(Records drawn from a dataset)
━━━━━━━━━━

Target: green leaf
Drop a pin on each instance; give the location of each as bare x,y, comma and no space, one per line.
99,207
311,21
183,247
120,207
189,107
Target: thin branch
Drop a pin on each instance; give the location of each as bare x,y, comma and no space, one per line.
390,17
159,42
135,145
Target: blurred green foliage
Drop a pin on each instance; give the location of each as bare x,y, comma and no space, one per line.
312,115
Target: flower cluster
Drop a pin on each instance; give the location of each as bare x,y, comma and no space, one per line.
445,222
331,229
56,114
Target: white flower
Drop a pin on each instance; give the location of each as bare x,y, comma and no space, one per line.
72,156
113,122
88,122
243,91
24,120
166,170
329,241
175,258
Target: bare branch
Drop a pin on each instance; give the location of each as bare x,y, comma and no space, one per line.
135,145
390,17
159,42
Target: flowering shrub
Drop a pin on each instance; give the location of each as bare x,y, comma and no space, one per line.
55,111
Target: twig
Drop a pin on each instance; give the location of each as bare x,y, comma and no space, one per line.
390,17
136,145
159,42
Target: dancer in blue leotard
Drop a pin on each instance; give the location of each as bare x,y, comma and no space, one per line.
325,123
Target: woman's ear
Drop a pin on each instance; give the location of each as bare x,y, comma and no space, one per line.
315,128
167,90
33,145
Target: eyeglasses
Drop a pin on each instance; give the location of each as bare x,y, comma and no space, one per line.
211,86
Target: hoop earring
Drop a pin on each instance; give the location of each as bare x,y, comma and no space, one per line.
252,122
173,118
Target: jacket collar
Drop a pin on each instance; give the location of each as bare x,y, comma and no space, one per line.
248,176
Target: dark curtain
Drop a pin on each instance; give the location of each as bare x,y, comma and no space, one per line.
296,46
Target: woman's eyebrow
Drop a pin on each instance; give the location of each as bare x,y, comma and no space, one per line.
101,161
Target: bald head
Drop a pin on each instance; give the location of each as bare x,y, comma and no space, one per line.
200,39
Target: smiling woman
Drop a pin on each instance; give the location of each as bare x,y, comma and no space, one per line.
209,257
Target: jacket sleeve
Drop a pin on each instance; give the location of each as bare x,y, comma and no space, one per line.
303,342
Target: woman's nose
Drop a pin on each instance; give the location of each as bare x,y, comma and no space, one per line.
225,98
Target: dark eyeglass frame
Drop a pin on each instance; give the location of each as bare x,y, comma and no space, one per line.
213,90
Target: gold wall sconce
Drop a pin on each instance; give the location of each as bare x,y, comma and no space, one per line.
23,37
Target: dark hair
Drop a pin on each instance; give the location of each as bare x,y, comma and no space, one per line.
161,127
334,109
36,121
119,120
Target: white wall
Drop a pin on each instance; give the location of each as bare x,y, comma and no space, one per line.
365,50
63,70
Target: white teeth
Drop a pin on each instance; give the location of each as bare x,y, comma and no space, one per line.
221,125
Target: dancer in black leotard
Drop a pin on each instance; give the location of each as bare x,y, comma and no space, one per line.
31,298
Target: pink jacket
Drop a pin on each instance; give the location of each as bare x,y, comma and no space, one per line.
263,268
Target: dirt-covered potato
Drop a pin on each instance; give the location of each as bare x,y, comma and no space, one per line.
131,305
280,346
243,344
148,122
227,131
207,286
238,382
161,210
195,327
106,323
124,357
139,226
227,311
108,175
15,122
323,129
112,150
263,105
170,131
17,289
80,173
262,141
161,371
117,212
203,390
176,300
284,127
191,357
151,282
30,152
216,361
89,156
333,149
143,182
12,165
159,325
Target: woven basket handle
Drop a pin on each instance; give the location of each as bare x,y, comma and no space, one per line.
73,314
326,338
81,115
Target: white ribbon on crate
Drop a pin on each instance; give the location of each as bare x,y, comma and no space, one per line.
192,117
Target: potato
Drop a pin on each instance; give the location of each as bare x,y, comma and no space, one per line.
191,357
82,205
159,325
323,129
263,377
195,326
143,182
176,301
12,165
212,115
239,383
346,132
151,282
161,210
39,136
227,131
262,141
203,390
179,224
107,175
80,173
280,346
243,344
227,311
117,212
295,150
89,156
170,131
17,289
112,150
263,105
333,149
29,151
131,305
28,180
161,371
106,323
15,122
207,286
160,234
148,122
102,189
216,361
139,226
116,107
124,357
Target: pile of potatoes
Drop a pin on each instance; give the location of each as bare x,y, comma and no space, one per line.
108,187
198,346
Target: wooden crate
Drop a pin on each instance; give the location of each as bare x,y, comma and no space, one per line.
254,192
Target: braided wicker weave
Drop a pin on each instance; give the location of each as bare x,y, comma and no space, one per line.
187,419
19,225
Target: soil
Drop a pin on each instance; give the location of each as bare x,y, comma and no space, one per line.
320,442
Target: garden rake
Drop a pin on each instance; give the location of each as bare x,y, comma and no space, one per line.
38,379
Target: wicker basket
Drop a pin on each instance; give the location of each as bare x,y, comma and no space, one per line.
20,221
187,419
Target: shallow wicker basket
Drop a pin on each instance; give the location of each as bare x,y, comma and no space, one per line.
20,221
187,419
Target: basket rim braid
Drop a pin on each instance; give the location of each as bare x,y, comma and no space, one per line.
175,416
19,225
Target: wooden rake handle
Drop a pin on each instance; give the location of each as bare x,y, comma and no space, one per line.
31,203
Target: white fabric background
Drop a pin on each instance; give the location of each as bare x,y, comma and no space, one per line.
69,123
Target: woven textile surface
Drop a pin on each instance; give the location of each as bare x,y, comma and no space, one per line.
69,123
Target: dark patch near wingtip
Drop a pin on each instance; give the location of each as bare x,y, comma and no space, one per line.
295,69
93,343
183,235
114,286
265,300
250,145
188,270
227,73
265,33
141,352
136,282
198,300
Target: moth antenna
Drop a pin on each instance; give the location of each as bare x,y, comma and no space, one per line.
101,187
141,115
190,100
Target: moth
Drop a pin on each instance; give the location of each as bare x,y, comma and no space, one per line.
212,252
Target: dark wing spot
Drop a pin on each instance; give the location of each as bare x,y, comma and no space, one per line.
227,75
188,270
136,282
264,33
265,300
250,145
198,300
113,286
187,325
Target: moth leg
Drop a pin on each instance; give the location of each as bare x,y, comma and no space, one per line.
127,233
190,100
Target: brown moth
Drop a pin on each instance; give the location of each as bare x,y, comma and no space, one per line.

━━━━━━━━━━

[WHAT TO PRODUCE]
Your reply should consist of the records, duplicated exactly.

[RESPONSE TO THE EXERCISE]
Target: green leaf
Drop a pin on each instance; give the location of each as bare x,y, comma and no space, one per line.
99,207
311,21
183,247
120,207
189,107
Target: thin branch
Drop a pin on each instance; give the location of each as bare x,y, comma and no space, one per line.
390,17
159,42
135,145
Target: blurred green foliage
Drop a pin on each instance; give the location of each as bare x,y, comma and no space, one per line.
312,115
Target: flower cluster
Drop a pin on each instance; give the location of each as bare x,y, comma and no space, one per line.
445,222
331,229
56,114
Target: white flower
Drop a pin on each instance; give the location of each as bare x,y, comma and no space, one per line.
72,156
113,122
88,122
243,91
24,120
166,170
329,241
175,258
Target: bare branch
Drop a pin on each instance; give the location of each as bare x,y, comma and no space, one per line.
135,145
390,17
159,42
Target: flowering shrub
Drop a pin on each instance; give the location of each as bare x,y, comma and no space, one per line.
55,111
Target: twig
Drop a pin on each instance; give the location of each as bare x,y, comma and no space, one per line.
390,17
136,145
159,42
Target: dancer in blue leotard
Drop a pin on each instance; give the location of each as bare x,y, comma and no space, one per line.
325,123
Target: woman's ear
Drop a pin on each instance; give the location of each as bare x,y, comma and no space, one per line.
315,128
167,90
33,145
Target: eyeglasses
Drop a pin on each instance; give the location of each as bare x,y, comma and no space, one per line.
211,86
Target: hoop earring
Drop a pin on each instance; give the location of each as bare x,y, comma and no space, one per line.
252,122
173,118
Target: jacket collar
Drop a pin on each instance; give the location of each as bare x,y, comma and no space, one per line.
248,176
Target: dark curtain
Drop a pin on each instance; give the location of each as bare x,y, comma and no space, one per line.
296,46
Target: woman's eyebrow
Drop a pin on each instance; give the location of each as bare x,y, comma and no space, one per line.
101,161
Target: bald head
Drop a pin on each instance; give the location of each as bare x,y, comma and no space, one per line.
200,39
Target: smiling woman
Drop a pin on each instance; give the location of each as bare x,y, comma and no space, one per line.
209,257
Target: jacket sleeve
Drop a pin on each instance; give the location of each as bare x,y, comma and no space, one per line.
303,342
Target: woman's nose
Drop a pin on each instance; give the location of each as bare x,y, comma and no space, one per line.
225,98
Target: dark eyeglass frame
Drop a pin on each instance; give the location of each as bare x,y, comma and no space, one per line.
213,90
Target: gold wall sconce
Drop a pin on each instance; give the location of each as bare x,y, comma and no space, one per line.
23,37
Target: dark hair
Drop a pin on each instance; give the location of each as bare x,y, comma and no space, one per line.
161,127
334,109
36,121
119,120
Target: white wall
Drop a pin on each instance; give the location of each as bare x,y, comma and no space, one per line.
365,50
63,70
Target: white teeth
Drop a pin on each instance; give the location of each as bare x,y, comma and no space, one per line.
221,125
Target: dancer in black leotard
Drop a pin on each instance; give the location of each as bare x,y, comma and no space, one per line.
31,298
Target: pink jacket
Drop a pin on each instance; give the location of each as bare x,y, comma and no space, one per line.
263,268
Target: dirt-covered potato
Drop a pin on each instance; give the location of each as bare x,y, comma and no space, one per line.
131,305
280,346
243,344
148,122
227,131
207,286
238,382
161,210
195,327
106,323
124,357
139,226
227,311
108,175
15,122
323,129
112,150
263,105
170,131
17,289
80,173
262,141
161,371
117,212
203,390
176,300
284,127
191,357
151,282
30,152
216,361
89,156
333,149
143,182
12,165
159,325
Target: woven basket handle
Drop a pin on each instance; give the location of each as bare x,y, comma and no space, one per line.
73,314
326,338
81,115
Target: white ribbon on crate
Drop a pin on each instance; give the location of each as bare x,y, comma and no space, one per line.
192,117
Target: potato
Drop a pin on each instance; give the location of each as bare x,y, comma and no space, one per line.
191,357
82,205
159,325
323,129
263,377
195,326
143,182
176,301
12,165
212,115
239,383
346,132
151,282
161,210
39,136
227,131
262,141
203,390
179,224
107,175
80,173
280,346
243,344
227,311
117,212
295,150
89,156
170,131
17,289
112,150
263,105
333,149
29,151
131,305
28,180
161,371
106,323
15,122
207,286
160,234
148,122
102,189
216,361
139,226
116,107
124,357
Target: pile of potatoes
Drop a pin on each instance; give the location of each as bare x,y, comma and no space, one per line.
108,187
198,346
Target: wooden crate
Drop a pin on each instance; give the location of each as bare x,y, comma and no space, one per line.
254,192
Target: braided wicker weave
Drop a pin on each instance; give the location of each as bare x,y, comma and no space, one per line.
187,419
19,225
Target: soil
Drop a pin on each instance; give the location of each as bare x,y, comma and no space, one per line.
320,442
Target: garden rake
Drop a pin on each instance; give the location of each as bare x,y, comma and no space, one per line.
38,379
Target: wicker basket
Drop a pin on each instance; give the location of each as bare x,y, comma and no space, one per line.
20,221
187,419
Target: shallow wicker basket
Drop a pin on each instance; give the location of each as bare x,y, comma and no space, one per line.
20,221
187,419
Target: basket rim braid
Drop a pin on each instance; give the location of each as bare x,y, comma and no space, one per line.
175,416
19,225
Target: wooden rake handle
Drop a pin on each instance; give the location of each as bare x,y, comma and no space, one per line.
31,203
Target: white fabric background
Drop a pin on each instance; give the location of each as bare x,y, comma and no space, one per line.
69,123
Target: woven textile surface
Drop a pin on each instance; give the location of each as bare x,y, comma and no space, one per line.
69,123
Target: dark patch near wingtip
Drop a pin on each instance; give the location of each as bare x,y, comma and no space, one per line.
295,69
93,343
183,235
114,286
265,300
250,145
188,270
227,73
265,33
141,352
136,282
198,300
Target: moth antenna
Drop a pin on each instance; give the location of each as bare x,y, comma and no space, one per line.
101,187
141,115
190,100
Target: moth
Drop a pin on each instance; give the location of each as bare x,y, comma and no space, one per line.
212,252
Target: dark wing spot
Drop a pin on each instance; give the location of each as bare x,y, comma and no space, one per line.
227,75
188,270
136,282
264,33
265,300
250,145
198,300
113,286
187,325
Target: moth leg
Drop a pin on each instance; give the location of each as bare x,y, comma and no space, one per line.
127,233
190,100
Target: brown moth
Drop a pin on each instance; give the location of each as bare x,y, comma and no space, one per line.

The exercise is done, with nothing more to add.